=== Records for the task ===

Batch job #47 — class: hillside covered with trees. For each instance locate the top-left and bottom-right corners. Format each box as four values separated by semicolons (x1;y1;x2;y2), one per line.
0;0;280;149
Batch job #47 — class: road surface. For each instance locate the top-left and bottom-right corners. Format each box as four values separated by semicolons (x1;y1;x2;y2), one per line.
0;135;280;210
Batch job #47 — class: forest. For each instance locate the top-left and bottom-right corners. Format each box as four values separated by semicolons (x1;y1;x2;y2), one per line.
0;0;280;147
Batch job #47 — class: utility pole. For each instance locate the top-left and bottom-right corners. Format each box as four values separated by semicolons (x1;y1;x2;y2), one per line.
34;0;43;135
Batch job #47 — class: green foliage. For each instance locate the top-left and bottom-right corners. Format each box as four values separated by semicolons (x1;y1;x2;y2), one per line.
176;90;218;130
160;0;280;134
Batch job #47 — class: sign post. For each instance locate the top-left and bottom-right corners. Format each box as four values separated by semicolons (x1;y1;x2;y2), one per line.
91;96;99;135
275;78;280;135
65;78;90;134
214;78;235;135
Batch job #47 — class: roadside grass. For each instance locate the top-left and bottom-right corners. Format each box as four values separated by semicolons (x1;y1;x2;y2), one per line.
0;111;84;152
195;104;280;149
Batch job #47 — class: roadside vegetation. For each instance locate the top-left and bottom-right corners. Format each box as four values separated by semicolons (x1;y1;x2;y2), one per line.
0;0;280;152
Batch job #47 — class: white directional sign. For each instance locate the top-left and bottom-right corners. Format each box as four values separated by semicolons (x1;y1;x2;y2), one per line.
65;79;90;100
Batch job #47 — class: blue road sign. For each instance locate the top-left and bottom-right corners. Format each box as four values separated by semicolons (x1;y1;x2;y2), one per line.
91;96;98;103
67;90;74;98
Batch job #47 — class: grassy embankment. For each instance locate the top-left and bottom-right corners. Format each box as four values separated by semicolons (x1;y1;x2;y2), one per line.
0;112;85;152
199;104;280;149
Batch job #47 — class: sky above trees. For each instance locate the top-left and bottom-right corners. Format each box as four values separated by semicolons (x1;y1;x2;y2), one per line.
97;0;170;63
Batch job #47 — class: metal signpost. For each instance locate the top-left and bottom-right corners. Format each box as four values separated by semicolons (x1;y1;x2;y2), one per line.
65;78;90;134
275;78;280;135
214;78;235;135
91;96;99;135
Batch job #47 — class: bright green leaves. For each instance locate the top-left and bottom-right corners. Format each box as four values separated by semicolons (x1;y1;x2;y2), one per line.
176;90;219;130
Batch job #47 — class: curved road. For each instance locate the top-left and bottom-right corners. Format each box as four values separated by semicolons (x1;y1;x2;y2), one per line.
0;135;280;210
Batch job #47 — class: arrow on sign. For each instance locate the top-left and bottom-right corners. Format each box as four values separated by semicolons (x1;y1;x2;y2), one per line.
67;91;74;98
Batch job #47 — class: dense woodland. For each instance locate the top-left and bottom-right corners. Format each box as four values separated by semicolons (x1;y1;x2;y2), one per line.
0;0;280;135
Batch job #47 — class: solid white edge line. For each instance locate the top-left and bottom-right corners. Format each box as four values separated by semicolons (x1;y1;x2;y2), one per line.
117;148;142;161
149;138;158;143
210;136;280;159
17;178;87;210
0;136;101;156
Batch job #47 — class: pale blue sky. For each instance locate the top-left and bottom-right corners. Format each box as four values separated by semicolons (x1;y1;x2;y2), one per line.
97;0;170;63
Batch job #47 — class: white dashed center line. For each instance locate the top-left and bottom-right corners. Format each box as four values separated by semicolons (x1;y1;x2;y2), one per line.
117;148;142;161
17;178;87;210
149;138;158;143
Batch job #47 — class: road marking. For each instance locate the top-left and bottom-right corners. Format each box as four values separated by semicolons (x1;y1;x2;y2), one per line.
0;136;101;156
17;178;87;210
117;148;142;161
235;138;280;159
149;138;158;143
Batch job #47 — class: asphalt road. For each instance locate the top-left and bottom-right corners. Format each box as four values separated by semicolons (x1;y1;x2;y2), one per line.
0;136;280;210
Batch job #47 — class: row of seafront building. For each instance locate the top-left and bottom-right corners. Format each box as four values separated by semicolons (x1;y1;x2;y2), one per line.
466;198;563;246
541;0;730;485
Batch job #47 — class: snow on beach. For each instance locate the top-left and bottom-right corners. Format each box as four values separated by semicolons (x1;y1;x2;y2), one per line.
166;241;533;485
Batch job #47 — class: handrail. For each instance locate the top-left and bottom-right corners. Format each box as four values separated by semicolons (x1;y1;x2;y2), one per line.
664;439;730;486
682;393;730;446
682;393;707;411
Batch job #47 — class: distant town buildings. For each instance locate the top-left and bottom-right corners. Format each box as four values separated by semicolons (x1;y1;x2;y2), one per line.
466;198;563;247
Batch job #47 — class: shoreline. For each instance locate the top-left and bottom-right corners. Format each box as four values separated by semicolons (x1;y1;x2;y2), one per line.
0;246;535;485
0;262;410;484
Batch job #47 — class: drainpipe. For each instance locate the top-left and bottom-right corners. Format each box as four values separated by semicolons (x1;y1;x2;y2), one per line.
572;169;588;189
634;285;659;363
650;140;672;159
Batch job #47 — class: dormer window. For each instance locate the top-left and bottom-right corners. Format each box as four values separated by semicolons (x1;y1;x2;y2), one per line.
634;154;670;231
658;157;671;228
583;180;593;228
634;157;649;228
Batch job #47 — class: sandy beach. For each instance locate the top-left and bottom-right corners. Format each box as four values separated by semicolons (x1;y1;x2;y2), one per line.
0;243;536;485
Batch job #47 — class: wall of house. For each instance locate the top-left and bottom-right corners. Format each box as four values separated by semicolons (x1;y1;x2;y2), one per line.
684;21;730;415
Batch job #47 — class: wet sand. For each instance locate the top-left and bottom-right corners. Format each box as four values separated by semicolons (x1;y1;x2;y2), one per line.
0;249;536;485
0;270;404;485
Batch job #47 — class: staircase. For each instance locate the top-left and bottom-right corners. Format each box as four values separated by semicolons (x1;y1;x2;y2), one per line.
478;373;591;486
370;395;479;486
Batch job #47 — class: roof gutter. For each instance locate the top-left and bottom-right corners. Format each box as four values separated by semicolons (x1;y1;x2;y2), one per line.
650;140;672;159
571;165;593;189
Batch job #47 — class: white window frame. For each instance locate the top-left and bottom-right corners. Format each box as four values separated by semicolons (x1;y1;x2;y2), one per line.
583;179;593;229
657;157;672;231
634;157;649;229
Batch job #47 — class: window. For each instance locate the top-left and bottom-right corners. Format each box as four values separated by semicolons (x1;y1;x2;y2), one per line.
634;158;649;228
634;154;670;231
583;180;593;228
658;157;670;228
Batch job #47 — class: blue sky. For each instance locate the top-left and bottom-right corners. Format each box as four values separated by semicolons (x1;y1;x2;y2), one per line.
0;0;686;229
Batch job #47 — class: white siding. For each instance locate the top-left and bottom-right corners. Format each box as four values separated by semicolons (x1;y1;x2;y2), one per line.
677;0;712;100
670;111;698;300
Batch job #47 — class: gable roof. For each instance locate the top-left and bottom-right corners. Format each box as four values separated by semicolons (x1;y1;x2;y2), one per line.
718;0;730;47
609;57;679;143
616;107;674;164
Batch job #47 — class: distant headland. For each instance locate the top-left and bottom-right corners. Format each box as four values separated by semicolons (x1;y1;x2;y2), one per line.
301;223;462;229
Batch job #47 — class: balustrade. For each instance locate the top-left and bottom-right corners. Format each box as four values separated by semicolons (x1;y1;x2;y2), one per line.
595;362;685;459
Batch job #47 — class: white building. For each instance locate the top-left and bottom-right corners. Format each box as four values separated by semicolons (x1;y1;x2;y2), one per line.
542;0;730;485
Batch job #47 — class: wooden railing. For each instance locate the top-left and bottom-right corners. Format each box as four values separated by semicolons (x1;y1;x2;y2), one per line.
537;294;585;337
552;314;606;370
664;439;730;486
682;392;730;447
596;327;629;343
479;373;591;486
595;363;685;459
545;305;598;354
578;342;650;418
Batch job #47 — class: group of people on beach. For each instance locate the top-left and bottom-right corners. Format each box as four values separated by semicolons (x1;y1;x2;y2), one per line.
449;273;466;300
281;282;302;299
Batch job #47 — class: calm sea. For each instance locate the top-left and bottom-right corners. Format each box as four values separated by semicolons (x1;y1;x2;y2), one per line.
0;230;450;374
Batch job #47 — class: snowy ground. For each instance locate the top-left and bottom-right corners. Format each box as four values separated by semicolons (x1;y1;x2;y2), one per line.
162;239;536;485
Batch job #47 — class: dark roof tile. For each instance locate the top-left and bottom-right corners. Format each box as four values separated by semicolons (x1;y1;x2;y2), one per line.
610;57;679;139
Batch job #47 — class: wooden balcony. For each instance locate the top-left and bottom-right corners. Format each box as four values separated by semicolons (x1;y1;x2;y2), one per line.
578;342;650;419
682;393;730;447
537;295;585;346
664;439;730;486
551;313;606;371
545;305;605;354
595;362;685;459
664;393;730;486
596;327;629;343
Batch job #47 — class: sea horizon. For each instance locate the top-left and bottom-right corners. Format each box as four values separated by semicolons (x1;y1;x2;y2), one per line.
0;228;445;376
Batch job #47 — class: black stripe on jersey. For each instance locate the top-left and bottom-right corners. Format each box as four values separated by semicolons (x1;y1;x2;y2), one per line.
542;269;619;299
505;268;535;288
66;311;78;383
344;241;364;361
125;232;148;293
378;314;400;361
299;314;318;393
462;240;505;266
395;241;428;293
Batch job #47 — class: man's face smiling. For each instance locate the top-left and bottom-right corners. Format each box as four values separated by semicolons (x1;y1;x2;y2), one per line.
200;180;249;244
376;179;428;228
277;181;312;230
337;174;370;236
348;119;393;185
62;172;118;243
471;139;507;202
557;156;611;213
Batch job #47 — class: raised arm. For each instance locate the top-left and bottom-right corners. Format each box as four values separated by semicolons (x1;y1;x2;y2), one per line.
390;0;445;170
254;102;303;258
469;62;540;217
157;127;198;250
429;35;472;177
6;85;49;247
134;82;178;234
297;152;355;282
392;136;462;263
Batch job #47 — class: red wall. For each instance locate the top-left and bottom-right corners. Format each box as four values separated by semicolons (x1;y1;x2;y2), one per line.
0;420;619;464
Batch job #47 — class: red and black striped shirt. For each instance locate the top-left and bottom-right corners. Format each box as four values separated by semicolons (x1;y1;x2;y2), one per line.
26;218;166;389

===

What you should do: Output the records above word for word, from the very first line through the line that contains "67;90;74;98", and nothing more.

Exercise response:
Batch job #47 — class: hillside covered with trees. For each instance locate the top-left and bottom-right corners. Format each box as four values separated by semicolons (x1;y1;x2;y2), one per line.
0;0;280;149
Batch job #47 — class: road surface. For each instance locate the top-left and bottom-right corners. Format each box as four values separated by semicolons (x1;y1;x2;y2), one per line.
0;135;280;210
Batch job #47 — class: forest. For each instance locate the top-left and bottom-right corners. Format each box as four values separated by semicolons (x1;y1;x2;y2), one per line.
0;0;280;147
Batch job #47 — class: utility pole. For each instance locate the top-left and bottom-right corners. Format each box as four values separated by semicolons (x1;y1;x2;y2), one per line.
34;0;43;135
Batch job #47 — class: green foliage. For each instance locate the top-left and bottom-right corners. Format each box as four values separated by semicolons (x1;y1;x2;y2), one per line.
176;90;218;130
160;0;280;134
Batch job #47 — class: sign post. For each instance locate the top-left and bottom-right corners. Format each box as four values separated by semicolons (x1;y1;x2;y2), one per line.
91;96;99;135
275;78;280;135
65;78;90;134
214;78;235;135
Batch job #47 — class: roadside grass. For each instance locate the top-left and bottom-right corners. Format each box as four values separated by semicolons (x1;y1;x2;y2), one per line.
0;111;84;152
195;104;280;149
Batch job #47 — class: roadside vegetation. For each instance locate the top-left and bottom-right corners. Format each box as four values separated by semicolons (x1;y1;x2;y2), one per line.
0;0;280;152
Batch job #47 — class: white directional sign. For each instance locate the top-left and bottom-right corners. Format each box as four values separated by semicolons (x1;y1;x2;y2), one per line.
65;79;90;100
Batch job #47 — class: blue road sign. For each instance locate the top-left and bottom-right corners. Format each box as four values separated by semicolons (x1;y1;x2;y2), one per line.
91;96;98;103
67;90;74;98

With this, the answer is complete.